**Stated exercise**
Your task is to repeat the listing exactly.

═══ Records for processing

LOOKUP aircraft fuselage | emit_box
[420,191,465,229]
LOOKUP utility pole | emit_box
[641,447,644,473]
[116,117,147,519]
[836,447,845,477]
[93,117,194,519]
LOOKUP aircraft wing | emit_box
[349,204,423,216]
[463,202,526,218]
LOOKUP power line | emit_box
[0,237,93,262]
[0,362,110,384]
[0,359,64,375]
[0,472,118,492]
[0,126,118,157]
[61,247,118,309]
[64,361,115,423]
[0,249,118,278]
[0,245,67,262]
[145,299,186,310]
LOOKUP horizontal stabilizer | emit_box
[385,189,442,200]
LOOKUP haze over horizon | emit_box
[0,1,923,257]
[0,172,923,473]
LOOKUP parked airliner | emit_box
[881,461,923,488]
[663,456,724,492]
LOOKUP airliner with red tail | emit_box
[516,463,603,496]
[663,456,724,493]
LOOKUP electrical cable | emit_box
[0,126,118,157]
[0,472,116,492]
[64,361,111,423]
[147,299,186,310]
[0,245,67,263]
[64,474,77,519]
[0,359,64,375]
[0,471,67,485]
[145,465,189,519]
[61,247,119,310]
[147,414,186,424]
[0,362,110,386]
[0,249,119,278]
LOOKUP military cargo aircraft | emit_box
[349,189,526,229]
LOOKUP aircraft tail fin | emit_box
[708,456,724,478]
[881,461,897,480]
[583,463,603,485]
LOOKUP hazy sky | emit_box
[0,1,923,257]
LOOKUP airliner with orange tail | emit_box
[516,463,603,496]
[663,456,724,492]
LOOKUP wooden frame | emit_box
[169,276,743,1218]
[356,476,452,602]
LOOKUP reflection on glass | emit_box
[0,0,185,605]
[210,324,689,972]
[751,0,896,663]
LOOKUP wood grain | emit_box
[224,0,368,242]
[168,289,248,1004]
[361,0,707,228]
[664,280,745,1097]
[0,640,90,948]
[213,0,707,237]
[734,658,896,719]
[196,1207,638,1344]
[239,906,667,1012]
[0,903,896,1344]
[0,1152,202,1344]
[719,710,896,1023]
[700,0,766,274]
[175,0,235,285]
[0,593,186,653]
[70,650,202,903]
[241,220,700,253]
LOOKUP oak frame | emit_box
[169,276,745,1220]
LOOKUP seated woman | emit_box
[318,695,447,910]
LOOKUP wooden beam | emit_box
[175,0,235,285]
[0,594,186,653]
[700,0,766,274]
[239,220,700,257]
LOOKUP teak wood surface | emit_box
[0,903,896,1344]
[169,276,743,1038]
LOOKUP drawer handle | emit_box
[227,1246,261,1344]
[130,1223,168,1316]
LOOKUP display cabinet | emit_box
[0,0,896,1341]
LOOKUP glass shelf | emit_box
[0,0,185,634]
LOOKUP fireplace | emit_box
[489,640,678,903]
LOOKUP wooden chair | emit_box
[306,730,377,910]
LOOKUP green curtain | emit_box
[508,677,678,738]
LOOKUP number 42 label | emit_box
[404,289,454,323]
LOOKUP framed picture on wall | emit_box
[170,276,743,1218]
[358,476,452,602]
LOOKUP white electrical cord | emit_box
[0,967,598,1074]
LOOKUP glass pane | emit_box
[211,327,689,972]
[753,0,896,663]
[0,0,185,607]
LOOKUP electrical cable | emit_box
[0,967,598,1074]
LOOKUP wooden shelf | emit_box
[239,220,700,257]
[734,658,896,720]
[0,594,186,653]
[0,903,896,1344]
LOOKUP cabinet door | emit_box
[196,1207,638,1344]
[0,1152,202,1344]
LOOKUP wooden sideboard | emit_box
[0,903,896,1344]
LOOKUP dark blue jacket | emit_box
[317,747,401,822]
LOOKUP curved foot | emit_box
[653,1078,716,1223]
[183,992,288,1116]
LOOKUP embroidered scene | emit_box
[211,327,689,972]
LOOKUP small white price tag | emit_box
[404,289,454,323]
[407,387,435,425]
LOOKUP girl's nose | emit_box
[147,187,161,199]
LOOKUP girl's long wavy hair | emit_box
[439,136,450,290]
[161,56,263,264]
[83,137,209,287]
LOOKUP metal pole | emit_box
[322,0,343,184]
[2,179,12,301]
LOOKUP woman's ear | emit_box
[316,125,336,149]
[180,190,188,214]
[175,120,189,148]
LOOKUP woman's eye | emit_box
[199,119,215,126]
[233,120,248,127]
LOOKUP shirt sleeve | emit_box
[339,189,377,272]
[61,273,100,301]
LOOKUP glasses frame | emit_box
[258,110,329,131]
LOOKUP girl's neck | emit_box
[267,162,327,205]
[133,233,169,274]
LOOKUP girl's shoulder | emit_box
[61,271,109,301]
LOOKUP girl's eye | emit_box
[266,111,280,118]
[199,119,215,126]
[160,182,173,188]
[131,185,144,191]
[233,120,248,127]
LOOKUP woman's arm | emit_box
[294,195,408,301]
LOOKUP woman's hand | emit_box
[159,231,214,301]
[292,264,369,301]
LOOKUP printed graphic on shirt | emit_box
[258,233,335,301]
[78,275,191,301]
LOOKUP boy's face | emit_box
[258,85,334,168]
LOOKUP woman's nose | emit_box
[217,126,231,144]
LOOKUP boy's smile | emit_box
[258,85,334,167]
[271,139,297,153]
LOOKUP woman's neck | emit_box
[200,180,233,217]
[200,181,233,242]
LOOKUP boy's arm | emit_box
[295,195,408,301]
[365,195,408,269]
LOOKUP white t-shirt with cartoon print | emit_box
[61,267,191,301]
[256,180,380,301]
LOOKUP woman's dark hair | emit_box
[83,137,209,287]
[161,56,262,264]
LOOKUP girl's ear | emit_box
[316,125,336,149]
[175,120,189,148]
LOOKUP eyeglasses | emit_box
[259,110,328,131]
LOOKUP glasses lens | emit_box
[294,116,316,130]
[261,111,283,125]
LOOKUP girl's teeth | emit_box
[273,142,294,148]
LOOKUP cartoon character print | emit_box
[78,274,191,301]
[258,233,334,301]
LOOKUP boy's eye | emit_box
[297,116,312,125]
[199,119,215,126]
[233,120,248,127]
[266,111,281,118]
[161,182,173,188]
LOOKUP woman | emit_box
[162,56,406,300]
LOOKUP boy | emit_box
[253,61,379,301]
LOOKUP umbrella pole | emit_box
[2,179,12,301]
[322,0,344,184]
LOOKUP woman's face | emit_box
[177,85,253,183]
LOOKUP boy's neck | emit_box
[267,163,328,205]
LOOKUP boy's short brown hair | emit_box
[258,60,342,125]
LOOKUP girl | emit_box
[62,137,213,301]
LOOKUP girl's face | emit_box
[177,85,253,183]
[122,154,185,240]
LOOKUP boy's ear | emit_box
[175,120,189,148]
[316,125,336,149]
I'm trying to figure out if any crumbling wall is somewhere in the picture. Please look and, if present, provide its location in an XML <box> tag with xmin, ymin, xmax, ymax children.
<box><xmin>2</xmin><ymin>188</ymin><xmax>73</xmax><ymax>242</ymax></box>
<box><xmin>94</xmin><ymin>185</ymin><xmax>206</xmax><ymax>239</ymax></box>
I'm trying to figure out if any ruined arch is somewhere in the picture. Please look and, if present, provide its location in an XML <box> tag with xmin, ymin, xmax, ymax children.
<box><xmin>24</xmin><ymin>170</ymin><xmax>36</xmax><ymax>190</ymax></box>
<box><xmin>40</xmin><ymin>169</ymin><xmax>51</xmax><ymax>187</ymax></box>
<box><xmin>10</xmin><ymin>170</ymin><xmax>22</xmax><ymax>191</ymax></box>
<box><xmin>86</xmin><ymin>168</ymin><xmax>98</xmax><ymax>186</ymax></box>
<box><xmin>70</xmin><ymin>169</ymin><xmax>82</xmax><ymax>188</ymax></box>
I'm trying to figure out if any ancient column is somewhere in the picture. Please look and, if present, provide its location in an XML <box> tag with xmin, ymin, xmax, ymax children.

══════

**Response for this exercise**
LOOKUP aircraft fuselage | emit_box
[420,191,465,229]
LOOKUP utility pole | emit_box
[641,447,644,473]
[116,117,147,519]
[836,447,845,477]
[93,117,194,519]
LOOKUP aircraft wing | emit_box
[349,204,423,216]
[463,202,526,218]
LOOKUP power line | emit_box
[0,237,93,262]
[0,362,110,384]
[0,359,64,375]
[0,472,118,492]
[0,126,118,157]
[61,247,118,309]
[64,361,115,423]
[0,249,118,278]
[0,245,67,262]
[145,299,186,310]
LOOKUP horizontal stabilizer | emit_box
[385,189,442,200]
LOOKUP haze over horizon | emit_box
[0,1,923,257]
[0,172,923,473]
LOOKUP parked airliner | emit_box
[881,461,923,488]
[663,456,724,492]
LOOKUP airliner with red tail | emit_box
[516,463,603,496]
[663,456,724,493]
LOOKUP electrical cable | emit_box
[0,126,118,157]
[0,472,116,492]
[64,361,111,423]
[147,299,186,310]
[0,245,67,263]
[64,474,77,519]
[0,359,64,375]
[0,471,67,485]
[145,465,189,519]
[61,247,119,310]
[147,414,186,424]
[0,362,110,386]
[0,249,119,278]
LOOKUP military cargo aircraft | emit_box
[349,189,526,229]
LOOKUP aircraft tail fin | emit_box
[708,456,724,478]
[881,461,897,480]
[583,463,603,485]
LOOKUP hazy sky | emit_box
[0,1,923,257]
LOOKUP airliner with orange tail | emit_box
[516,463,603,496]
[663,456,724,492]
LOOKUP wooden frame | emit_box
[169,276,743,1218]
[356,476,452,602]
LOOKUP reflection on glass | emit_box
[0,0,185,605]
[210,324,689,972]
[751,0,896,663]
LOOKUP wood grain | emit_box
[224,0,368,242]
[168,289,248,1004]
[361,0,707,228]
[664,280,745,1097]
[0,640,90,948]
[213,0,707,237]
[734,658,896,719]
[196,1207,638,1344]
[239,906,667,1012]
[0,903,896,1344]
[0,1152,202,1344]
[719,710,896,1023]
[700,0,766,274]
[175,0,235,285]
[0,593,186,653]
[70,650,202,903]
[241,220,700,253]
LOOKUP oak frame | emit_box
[169,276,745,1220]
LOOKUP seated woman | emit_box
[318,695,447,910]
LOOKUP wooden beam | emit_box
[175,0,235,285]
[0,594,186,653]
[700,0,766,274]
[239,220,700,257]
LOOKUP teak wood surface | emit_box
[0,903,896,1344]
[169,276,743,1038]
LOOKUP drawer handle | emit_box
[227,1246,261,1344]
[130,1223,168,1316]
LOOKUP display cabinet | emit_box
[0,0,896,1341]
LOOKUP glass shelf | emit_box
[0,0,185,634]
LOOKUP fireplace | emit_box
[489,640,678,903]
LOOKUP wooden chair | emit_box
[306,730,377,910]
LOOKUP green curtain | emit_box
[508,677,678,738]
LOOKUP number 42 label | emit_box
[404,289,454,323]
LOOKUP framed picture on wall | emit_box
[170,276,743,1218]
[358,476,452,602]
LOOKUP white electrical cord | emit_box
[0,967,598,1074]
LOOKUP glass pane | emit_box
[211,327,689,972]
[753,0,896,663]
[0,0,185,607]
LOOKUP electrical cable | emit_box
[0,967,598,1074]
LOOKUP wooden shelf | emit_box
[239,220,700,257]
[734,658,896,720]
[0,594,186,653]
[0,903,896,1344]
LOOKUP cabinet door | emit_box
[196,1207,638,1344]
[0,1152,202,1344]
LOOKUP wooden sideboard | emit_box
[0,903,896,1344]
LOOKUP dark blue jacket | emit_box
[317,747,401,822]
LOOKUP curved foot | emit_box
[653,1078,716,1223]
[183,992,288,1116]
LOOKUP embroidered scene | emit_box
[211,327,689,972]
LOOKUP small white price tag | emit_box
[404,289,454,323]
[407,387,435,425]
LOOKUP girl's nose | emit_box
[147,187,161,199]
LOOKUP girl's long wavy hair | emit_box
[439,136,450,290]
[161,56,263,264]
[83,137,209,287]
LOOKUP metal pole | emit_box
[322,0,343,184]
[2,179,12,301]
LOOKUP woman's ear | emit_box
[316,125,336,149]
[180,190,188,214]
[175,120,189,148]
LOOKUP woman's eye | emit_box
[199,119,215,126]
[233,120,248,127]
LOOKUP shirt sleeve | emit_box
[339,189,377,272]
[61,273,100,301]
LOOKUP glasses frame | emit_box
[258,110,329,131]
LOOKUP girl's neck | emit_box
[267,162,327,205]
[133,233,169,274]
LOOKUP girl's shoulder | emit_box
[61,271,109,301]
LOOKUP girl's eye | emit_box
[266,111,280,118]
[199,119,215,126]
[160,182,173,188]
[131,185,144,191]
[233,120,248,127]
LOOKUP woman's arm | emit_box
[294,195,408,301]
LOOKUP woman's hand | emit_box
[159,231,214,301]
[292,264,369,301]
LOOKUP printed graphic on shirt | emit_box
[258,233,335,301]
[78,275,191,301]
LOOKUP boy's face | emit_box
[258,85,334,168]
LOOKUP woman's nose | emit_box
[217,126,231,144]
LOOKUP boy's smile | emit_box
[258,85,334,167]
[271,139,297,153]
LOOKUP woman's neck | emit_box
[200,180,233,217]
[200,181,233,242]
LOOKUP boy's arm | emit_box
[295,195,408,301]
[365,195,408,269]
LOOKUP white t-shirt with cartoon print | emit_box
[61,267,191,301]
[256,180,380,301]
LOOKUP woman's dark hair | emit_box
[83,137,209,287]
[161,56,262,264]
LOOKUP girl's ear | emit_box
[316,125,336,149]
[175,120,189,148]
LOOKUP eyeglasses | emit_box
[259,110,328,131]
LOOKUP glasses lens | emit_box
[294,116,316,130]
[261,111,283,125]
LOOKUP girl's teeth | emit_box
[273,142,294,148]
LOOKUP cartoon character print | emit_box
[78,274,191,301]
[258,233,334,301]
LOOKUP boy's eye | emit_box
[297,116,312,125]
[199,119,215,126]
[233,120,248,127]
[266,111,281,118]
[161,182,173,188]
LOOKUP woman | emit_box
[162,56,406,300]
LOOKUP boy | emit_box
[253,61,379,301]
LOOKUP umbrella pole | emit_box
[2,179,12,301]
[322,0,344,184]
LOOKUP woman's face | emit_box
[177,85,253,183]
LOOKUP boy's neck | emit_box
[267,163,328,205]
LOOKUP boy's short brown hair | emit_box
[258,60,342,125]
LOOKUP girl | emit_box
[62,137,213,301]
LOOKUP girl's face | emit_box
[177,85,253,183]
[122,154,185,240]
LOOKUP boy's ear | emit_box
[175,120,189,148]
[316,125,336,149]
I'm trying to figure out if any crumbling wall is somewhere in the picture. Please look and, if present, provide its location in an XML <box> tag with xmin, ymin, xmax, ymax children.
<box><xmin>2</xmin><ymin>188</ymin><xmax>73</xmax><ymax>242</ymax></box>
<box><xmin>94</xmin><ymin>185</ymin><xmax>206</xmax><ymax>239</ymax></box>
I'm trying to figure out if any ruined arch is somewhere in the picture. Please look and, if present, provide its location in an XML <box> tag with xmin, ymin, xmax, ymax children.
<box><xmin>24</xmin><ymin>170</ymin><xmax>36</xmax><ymax>190</ymax></box>
<box><xmin>40</xmin><ymin>169</ymin><xmax>51</xmax><ymax>187</ymax></box>
<box><xmin>10</xmin><ymin>170</ymin><xmax>22</xmax><ymax>191</ymax></box>
<box><xmin>86</xmin><ymin>168</ymin><xmax>98</xmax><ymax>186</ymax></box>
<box><xmin>70</xmin><ymin>169</ymin><xmax>82</xmax><ymax>188</ymax></box>
I'm trying to figure out if any ancient column is somewhere in the picture. Please look and, if present, provide its location in an XML <box> tag with xmin, ymin, xmax, ymax children.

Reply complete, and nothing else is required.